>>>

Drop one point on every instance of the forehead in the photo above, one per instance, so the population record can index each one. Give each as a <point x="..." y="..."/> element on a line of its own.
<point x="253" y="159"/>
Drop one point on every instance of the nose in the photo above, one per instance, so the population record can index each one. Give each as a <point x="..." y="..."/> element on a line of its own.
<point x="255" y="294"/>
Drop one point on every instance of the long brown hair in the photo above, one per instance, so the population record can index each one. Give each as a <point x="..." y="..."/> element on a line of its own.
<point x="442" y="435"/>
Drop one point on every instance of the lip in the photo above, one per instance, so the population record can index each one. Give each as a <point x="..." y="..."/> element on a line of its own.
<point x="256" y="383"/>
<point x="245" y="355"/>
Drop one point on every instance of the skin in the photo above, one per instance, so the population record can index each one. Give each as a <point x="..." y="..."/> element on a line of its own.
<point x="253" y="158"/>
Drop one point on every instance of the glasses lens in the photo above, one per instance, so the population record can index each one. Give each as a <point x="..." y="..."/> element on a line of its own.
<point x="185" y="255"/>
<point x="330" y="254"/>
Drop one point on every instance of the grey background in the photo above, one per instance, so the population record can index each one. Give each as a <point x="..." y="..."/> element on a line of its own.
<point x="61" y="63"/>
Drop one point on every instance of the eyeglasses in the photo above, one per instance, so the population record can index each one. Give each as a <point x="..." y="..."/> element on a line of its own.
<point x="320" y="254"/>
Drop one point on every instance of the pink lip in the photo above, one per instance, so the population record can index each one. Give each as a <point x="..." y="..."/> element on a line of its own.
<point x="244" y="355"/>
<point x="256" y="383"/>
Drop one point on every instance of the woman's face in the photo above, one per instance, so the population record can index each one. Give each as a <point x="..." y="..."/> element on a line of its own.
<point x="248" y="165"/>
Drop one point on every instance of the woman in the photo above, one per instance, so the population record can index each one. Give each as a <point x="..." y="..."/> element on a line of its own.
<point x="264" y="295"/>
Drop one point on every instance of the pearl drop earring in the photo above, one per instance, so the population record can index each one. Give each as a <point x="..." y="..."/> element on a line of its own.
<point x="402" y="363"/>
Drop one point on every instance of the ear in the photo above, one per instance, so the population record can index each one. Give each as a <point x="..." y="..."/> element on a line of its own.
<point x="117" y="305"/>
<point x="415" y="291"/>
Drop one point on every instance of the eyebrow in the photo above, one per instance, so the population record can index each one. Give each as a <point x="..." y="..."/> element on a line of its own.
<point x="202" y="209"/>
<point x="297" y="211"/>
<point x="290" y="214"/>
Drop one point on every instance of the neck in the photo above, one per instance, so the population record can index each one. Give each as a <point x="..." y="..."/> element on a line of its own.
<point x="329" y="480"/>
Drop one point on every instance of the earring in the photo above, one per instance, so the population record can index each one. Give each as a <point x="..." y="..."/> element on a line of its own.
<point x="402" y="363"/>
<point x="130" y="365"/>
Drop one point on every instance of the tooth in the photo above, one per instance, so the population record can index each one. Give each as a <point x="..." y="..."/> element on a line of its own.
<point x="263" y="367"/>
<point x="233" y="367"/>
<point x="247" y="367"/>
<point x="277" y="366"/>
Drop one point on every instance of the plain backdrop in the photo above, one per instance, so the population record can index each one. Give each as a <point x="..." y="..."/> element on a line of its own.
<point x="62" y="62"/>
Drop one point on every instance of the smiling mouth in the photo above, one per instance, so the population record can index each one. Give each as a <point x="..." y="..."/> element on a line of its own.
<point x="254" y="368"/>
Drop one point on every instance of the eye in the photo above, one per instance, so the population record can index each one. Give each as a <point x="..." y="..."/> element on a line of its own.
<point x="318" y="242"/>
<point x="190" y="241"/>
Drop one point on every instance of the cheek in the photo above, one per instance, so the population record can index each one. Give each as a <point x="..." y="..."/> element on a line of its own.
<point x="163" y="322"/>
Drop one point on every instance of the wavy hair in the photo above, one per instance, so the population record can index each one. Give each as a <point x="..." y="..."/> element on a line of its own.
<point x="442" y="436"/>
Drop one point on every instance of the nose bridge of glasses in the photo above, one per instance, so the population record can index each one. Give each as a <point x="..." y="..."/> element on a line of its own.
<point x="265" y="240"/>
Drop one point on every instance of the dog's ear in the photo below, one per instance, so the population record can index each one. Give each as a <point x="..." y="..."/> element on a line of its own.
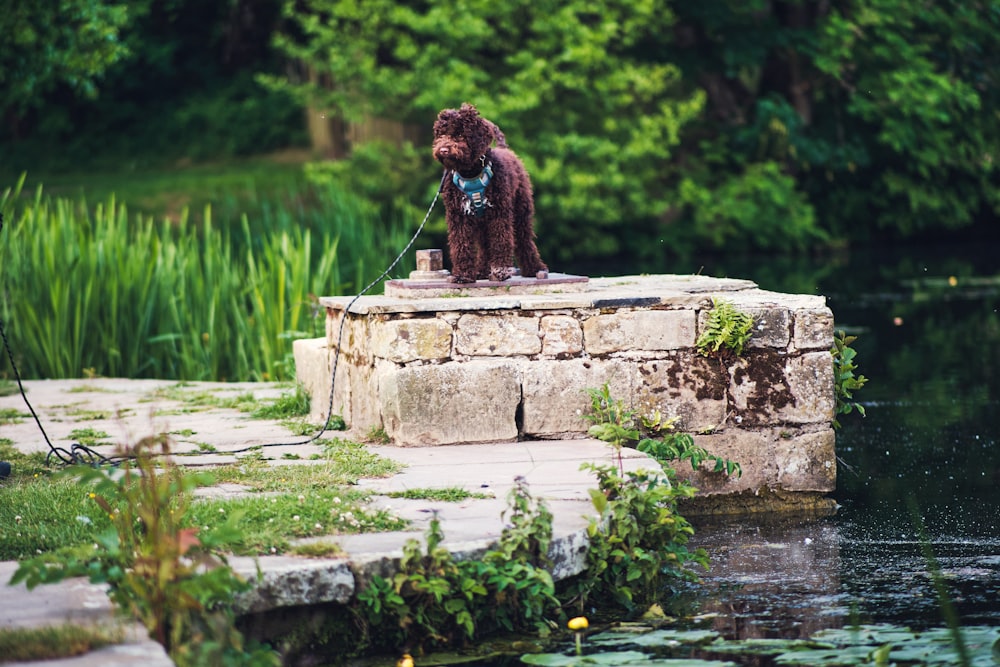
<point x="498" y="134"/>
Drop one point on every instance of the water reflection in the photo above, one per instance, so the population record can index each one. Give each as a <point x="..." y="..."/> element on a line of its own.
<point x="929" y="340"/>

<<<

> **CONSEGNA**
Inserisci tutte le righe dei record qui sopra in una tabella Markdown con le colonne «Numero» e «Riga del record», numerandole e tralasciando quelle vuote. Lascia fuori dalla risposta le immagini.

> **RISULTATO DEL COMPITO**
| Numero | Riga del record |
|---|---|
| 1 | Drop one point on every instance of the forehead in the photo above, one per instance, so the population record can index each one. Give each as a <point x="..." y="..."/> element on a line of its own. |
| 2 | <point x="253" y="159"/> |
| 3 | Drop one point on every instance of the nose in the photo above, one per instance, so the population record can index each one. Give each as a <point x="..." y="..."/> element on a line of its own. |
| 4 | <point x="255" y="294"/> |
| 5 | Drop one point on every instance of the long brown hair in the photo above, one per instance, so the population record can index each one. Give each as a <point x="..." y="..."/> element on a line of its own. |
| 6 | <point x="442" y="435"/> |
| 7 | Drop one point on every instance of the lip in the photo above, one per instance, so the population record can index each one. Give each as a <point x="..." y="..."/> element on a line of its own. |
| 8 | <point x="256" y="383"/> |
| 9 | <point x="245" y="355"/> |
| 10 | Drop one point on every instance of the skin in the photo above, one per instance, so the population record can index each one. Give each as a <point x="..." y="..."/> element on a line of its own. |
| 11 | <point x="253" y="158"/> |
| 12 | Drop one point on every instance of the glasses lens in the photo above, one per instance, so the population record can index each one. Give each as a <point x="..." y="..."/> element on a line of its own. |
| 13 | <point x="185" y="255"/> |
| 14 | <point x="330" y="254"/> |
| 15 | Drop one point on every instance of the grey background in the photo above, one per instance, so the population record can index each one. Give each as a <point x="..." y="..."/> element on a line of its own. |
| 16 | <point x="61" y="63"/> |
| 17 | Drop one point on every instance of the eyeglasses in the photo above, one per instance, so the population record can index each one. Give each as a <point x="..." y="..."/> element on a line of its own. |
| 18 | <point x="320" y="254"/> |
| 19 | Drop one point on every instance of the pink lip in the photo above, one per instance, so the population record can index each one. Give each as a <point x="..." y="..."/> element on a line of its own. |
| 20 | <point x="244" y="355"/> |
| 21 | <point x="256" y="383"/> |
| 22 | Drop one point on every instance of the woman's face in the photo above, one per instance, so the population record can index each one. Give each as a <point x="..." y="..."/> element on a line of its own. |
| 23 | <point x="248" y="165"/> |
| 24 | Drop one point on every instance of the woman in the photo above, one per instance, so the population record can index each one. Give each as a <point x="..." y="..."/> element on a line of its own. |
| 25 | <point x="264" y="295"/> |
| 26 | Drop one point on every instance of the pearl drop earring in the photo above, one per instance, so the population record can index each one. Give each as a <point x="..." y="..."/> element on a line of its own. |
| 27 | <point x="402" y="363"/> |
| 28 | Drop one point on every instance of the ear in the photo above, one per instance, so the population record can index each one. Give each as a <point x="..." y="..."/> element on a line of its own. |
| 29 | <point x="117" y="305"/> |
| 30 | <point x="415" y="291"/> |
| 31 | Drop one point on every instance of the eyebrow in the photo above, one per instance, so the population record can index each one. Give each as a <point x="..." y="..."/> element on a line of its own. |
| 32 | <point x="202" y="209"/> |
| 33 | <point x="297" y="211"/> |
| 34 | <point x="290" y="214"/> |
| 35 | Drop one point on every instance of the neck in the photo above, one per instance, so the population record can index each one. Give each as a <point x="..." y="..."/> element on a line of its own. |
| 36 | <point x="329" y="480"/> |
| 37 | Drop one point on every instance of the earring in the photo above, one per instance, so the population record can index each one. Give each as a <point x="..." y="..."/> element on a line of its own. |
| 38 | <point x="402" y="363"/> |
| 39 | <point x="130" y="365"/> |
| 40 | Drop one point on every instance of the tooth in the photo above, one per instance, so the population record can index each one. Give each as a <point x="..." y="..."/> element on a line of its own. |
| 41 | <point x="263" y="367"/> |
| 42 | <point x="233" y="367"/> |
| 43 | <point x="247" y="367"/> |
| 44 | <point x="277" y="366"/> |
| 45 | Drop one point on every instance of the plain backdrop in the photo above, one per instance, so the population record can index each one. Give each as a <point x="..." y="..."/> element on a line of its own. |
| 46 | <point x="62" y="62"/> |
| 47 | Drop one point on every instance of the smiling mouth in the photo above, one per instance, so the population record can index each one. Give each as a <point x="..." y="..."/> element on a line of its own. |
| 48 | <point x="254" y="368"/> |
| 49 | Drop one point on every instance of the eye in the photo above, one per instance, so the population record can index each one. Give each as a <point x="..." y="..."/> element on a line of its own. |
| 50 | <point x="318" y="242"/> |
| 51 | <point x="190" y="241"/> |
| 52 | Drop one point on every instance of the cheek in the photo above, one per instance, so the population record can index each one. Give each as a <point x="..." y="..."/> element on a line of its own. |
| 53 | <point x="163" y="322"/> |
| 54 | Drop one point on every instance of the wavy hair in the photo above, one per instance, so the population record can index each one. Give each as a <point x="..." y="..."/> element on a line of its own. |
| 55 | <point x="442" y="436"/> |
| 56 | Drop one point on every instance of the nose bridge of glasses in the photo above, one per instance, so the population record can index each one. Give each as a <point x="..." y="..."/> element on a line of its own. |
| 57 | <point x="265" y="240"/> |
| 58 | Drop one point on every instance of the dog's ear in the photo below, one per instance, so the population record can index each one. Give each as a <point x="..." y="..."/> element on a line of its own. |
| 59 | <point x="498" y="134"/> |
| 60 | Drop one point on every instance of the water reflection in the photo above, one per instance, so the population record can index each one. Give each as a <point x="..." y="..."/> element on a line of its own. |
| 61 | <point x="929" y="340"/> |